Consider the morphism of affine varieties $\mathbb{A}^1 \rightarrow \mathbb{V}(y^2 - x^3) \subset \mathbb{A}^2$ defined by $t \mapsto (t^2, t^3).$ Clearly the morphism is a bijection and it also seems clear that we cannot obtain $t$ back from $(t^2, t^3)$ by polynomial maps so the morphism is not an isomorphism. But is there a way to see that this morphism is not an isomorphism visually?
This is a different example. Above is a visualization of $\mathbb{V}(y - x^2)$ and it is easy to see that the morphism $\mathbb{A}^1 \rightarrow \mathbb{V}(y - x^2)$ sending $t \mapsto (t, t^2)$ is an isomorphism as we can project the graph onto $x$ axis.

> Material supplied
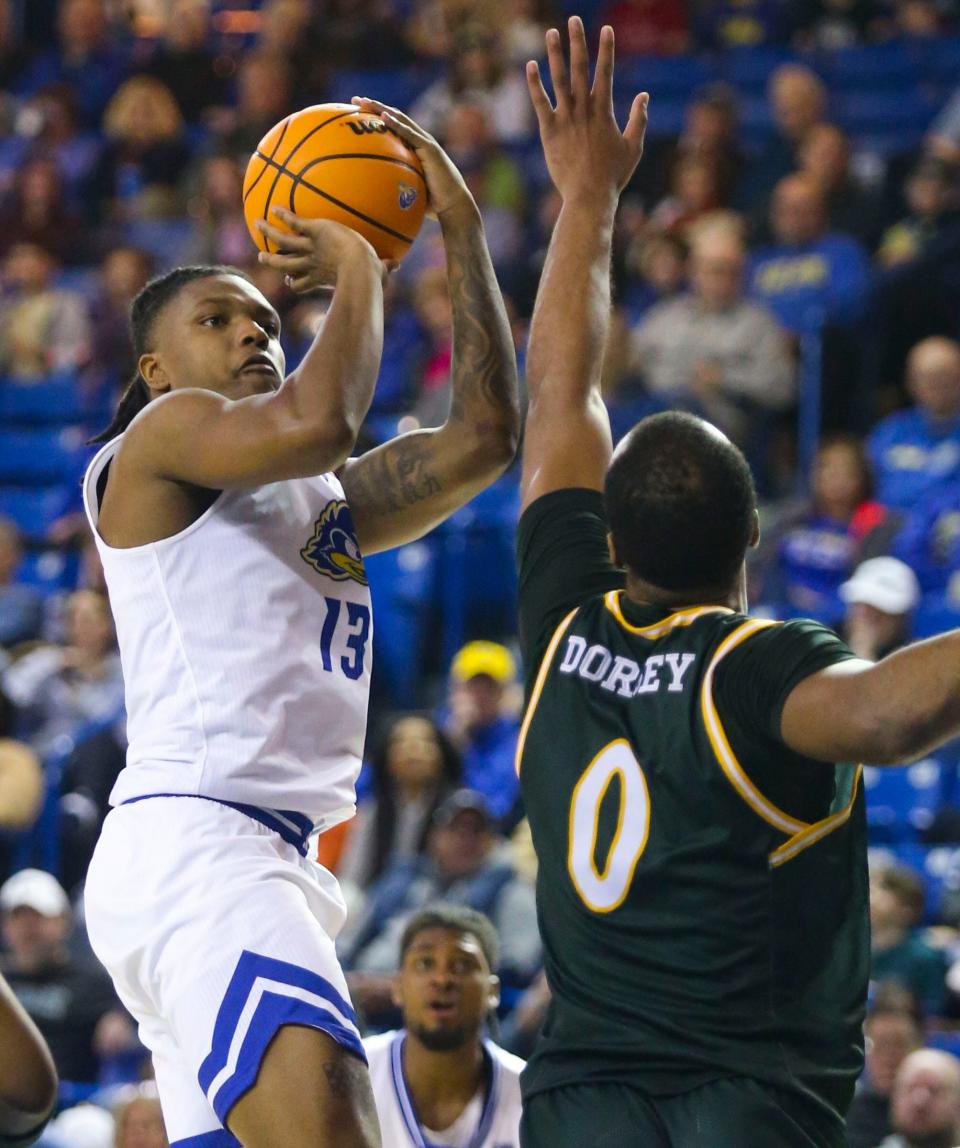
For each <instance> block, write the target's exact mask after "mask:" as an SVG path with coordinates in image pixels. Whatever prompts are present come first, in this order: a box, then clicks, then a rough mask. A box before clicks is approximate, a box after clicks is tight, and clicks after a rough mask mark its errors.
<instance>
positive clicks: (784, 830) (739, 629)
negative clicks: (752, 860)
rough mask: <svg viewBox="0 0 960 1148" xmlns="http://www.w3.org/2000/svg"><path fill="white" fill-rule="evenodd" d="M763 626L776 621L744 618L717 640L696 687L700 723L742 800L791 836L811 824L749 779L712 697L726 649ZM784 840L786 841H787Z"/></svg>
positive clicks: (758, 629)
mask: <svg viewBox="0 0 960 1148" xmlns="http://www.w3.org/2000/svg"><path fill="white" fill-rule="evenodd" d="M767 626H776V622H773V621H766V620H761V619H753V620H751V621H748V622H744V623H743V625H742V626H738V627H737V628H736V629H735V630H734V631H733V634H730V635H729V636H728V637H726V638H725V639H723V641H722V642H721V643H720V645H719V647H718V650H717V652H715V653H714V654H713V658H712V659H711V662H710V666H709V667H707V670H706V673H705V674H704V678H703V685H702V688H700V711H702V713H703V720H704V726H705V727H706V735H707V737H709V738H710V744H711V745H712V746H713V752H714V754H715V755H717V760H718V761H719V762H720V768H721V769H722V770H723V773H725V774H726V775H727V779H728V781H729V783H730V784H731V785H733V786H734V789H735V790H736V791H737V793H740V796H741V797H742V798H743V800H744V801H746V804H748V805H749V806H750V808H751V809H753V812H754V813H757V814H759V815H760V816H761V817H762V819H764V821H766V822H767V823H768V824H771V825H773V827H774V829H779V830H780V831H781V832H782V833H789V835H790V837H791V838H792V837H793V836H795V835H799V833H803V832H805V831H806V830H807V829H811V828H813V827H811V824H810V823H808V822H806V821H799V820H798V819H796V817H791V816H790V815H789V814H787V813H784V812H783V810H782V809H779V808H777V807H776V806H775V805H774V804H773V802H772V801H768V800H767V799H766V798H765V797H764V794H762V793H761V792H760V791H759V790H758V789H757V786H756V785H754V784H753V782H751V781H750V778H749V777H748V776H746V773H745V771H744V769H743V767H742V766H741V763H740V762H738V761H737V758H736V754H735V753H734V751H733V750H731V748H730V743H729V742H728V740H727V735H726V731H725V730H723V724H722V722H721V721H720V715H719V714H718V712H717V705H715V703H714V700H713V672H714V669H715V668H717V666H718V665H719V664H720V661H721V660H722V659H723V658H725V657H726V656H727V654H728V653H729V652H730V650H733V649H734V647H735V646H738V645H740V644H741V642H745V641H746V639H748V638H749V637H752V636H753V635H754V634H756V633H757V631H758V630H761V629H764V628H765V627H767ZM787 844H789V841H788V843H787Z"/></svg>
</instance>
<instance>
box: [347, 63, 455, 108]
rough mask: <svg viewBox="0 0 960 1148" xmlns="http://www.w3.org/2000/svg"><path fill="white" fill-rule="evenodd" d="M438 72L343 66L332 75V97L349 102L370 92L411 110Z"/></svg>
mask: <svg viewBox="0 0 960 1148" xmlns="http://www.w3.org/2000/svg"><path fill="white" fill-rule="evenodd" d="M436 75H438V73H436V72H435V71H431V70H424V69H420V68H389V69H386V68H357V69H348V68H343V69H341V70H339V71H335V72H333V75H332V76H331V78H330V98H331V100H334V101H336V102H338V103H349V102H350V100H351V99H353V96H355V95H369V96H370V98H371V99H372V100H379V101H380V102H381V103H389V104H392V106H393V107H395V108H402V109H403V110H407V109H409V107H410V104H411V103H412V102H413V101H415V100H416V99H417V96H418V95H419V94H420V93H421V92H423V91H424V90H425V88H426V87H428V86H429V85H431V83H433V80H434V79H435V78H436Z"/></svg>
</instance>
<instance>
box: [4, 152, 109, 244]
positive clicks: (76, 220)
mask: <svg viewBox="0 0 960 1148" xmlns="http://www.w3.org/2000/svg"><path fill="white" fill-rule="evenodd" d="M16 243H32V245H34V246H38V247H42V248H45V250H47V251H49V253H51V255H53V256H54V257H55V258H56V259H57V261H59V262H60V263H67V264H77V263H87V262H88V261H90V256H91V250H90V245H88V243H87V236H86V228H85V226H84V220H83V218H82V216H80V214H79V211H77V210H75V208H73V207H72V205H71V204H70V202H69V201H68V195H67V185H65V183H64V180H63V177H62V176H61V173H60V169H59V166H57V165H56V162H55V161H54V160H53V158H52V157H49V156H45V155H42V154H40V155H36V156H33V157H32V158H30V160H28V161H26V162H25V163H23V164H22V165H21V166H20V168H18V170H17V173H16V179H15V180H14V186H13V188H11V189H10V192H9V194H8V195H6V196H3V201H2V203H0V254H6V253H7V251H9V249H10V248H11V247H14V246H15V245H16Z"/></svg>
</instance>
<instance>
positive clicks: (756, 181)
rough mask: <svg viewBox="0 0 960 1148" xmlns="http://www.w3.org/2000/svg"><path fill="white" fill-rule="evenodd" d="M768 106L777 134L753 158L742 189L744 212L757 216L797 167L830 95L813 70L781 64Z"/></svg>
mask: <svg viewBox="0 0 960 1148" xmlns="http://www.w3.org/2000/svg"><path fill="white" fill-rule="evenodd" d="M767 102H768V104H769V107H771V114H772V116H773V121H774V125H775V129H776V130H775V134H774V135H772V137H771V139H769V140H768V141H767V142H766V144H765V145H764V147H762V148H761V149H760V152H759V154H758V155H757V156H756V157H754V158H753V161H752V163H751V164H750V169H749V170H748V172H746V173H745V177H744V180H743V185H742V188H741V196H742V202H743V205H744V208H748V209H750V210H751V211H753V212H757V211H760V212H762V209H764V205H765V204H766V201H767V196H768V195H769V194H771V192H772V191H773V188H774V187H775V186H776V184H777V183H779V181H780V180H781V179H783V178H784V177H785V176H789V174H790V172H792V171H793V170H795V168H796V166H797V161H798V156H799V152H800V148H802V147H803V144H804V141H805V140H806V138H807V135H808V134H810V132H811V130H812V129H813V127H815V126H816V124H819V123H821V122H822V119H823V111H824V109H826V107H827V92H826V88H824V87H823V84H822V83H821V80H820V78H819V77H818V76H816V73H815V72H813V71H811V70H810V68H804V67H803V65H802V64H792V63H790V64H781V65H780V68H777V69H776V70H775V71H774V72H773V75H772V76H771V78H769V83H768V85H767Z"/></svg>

> Tasks for this exercise
1. Using the post about the morphism t ↦ (t^2, t^3), explain in one to three sentences why the morphism from A^1 to V(y − x^2) sending t to (t, t^2) is an isomorphism.
2. Repeat the post about the morphism t ↦ (t^2, t^3), starting with "Consider the morphism" and going on through "an isomorphism visually?".
3. Pick up the post about the morphism t ↦ (t^2, t^3) from where it stops and continue writing it.

> Answer list
1. It is an isomorphism because the graph of V(y − x^2) can be projected onto the x axis.

2.
Consider the morphism of affine varieties $\mathbb{A}^1 \rightarrow \mathbb{V}(y^2 - x^3) \subset \mathbb{A}^2$ defined by $t \mapsto (t^2, t^3).$ Clearly the morphism is a bijection and it also seems clear that we cannot obtain $t$ back from $(t^2, t^3)$ by polynomial maps so the morphism is not an isomorphism. But is there a way to see that this morphism is not an isomorphism visually?

3.
However, is there a similarly easy way to see that the morphism is not an isomorphism just from this picture above of $\mathbb{V}(y^2 - x^3)$? I guess one thing going for the first example is recognizing that projections are polynomial maps and hence we obtain a straightforward isomorphism.
One of the properties preserved by isomorphism of schemes is whether or not a point is a singularity.
$V(y^2 - x^3)$ has a singular point: the cusp at the origin. $\mathbb{A}^1$ is nonsingular.
So, they can't be isomorphic.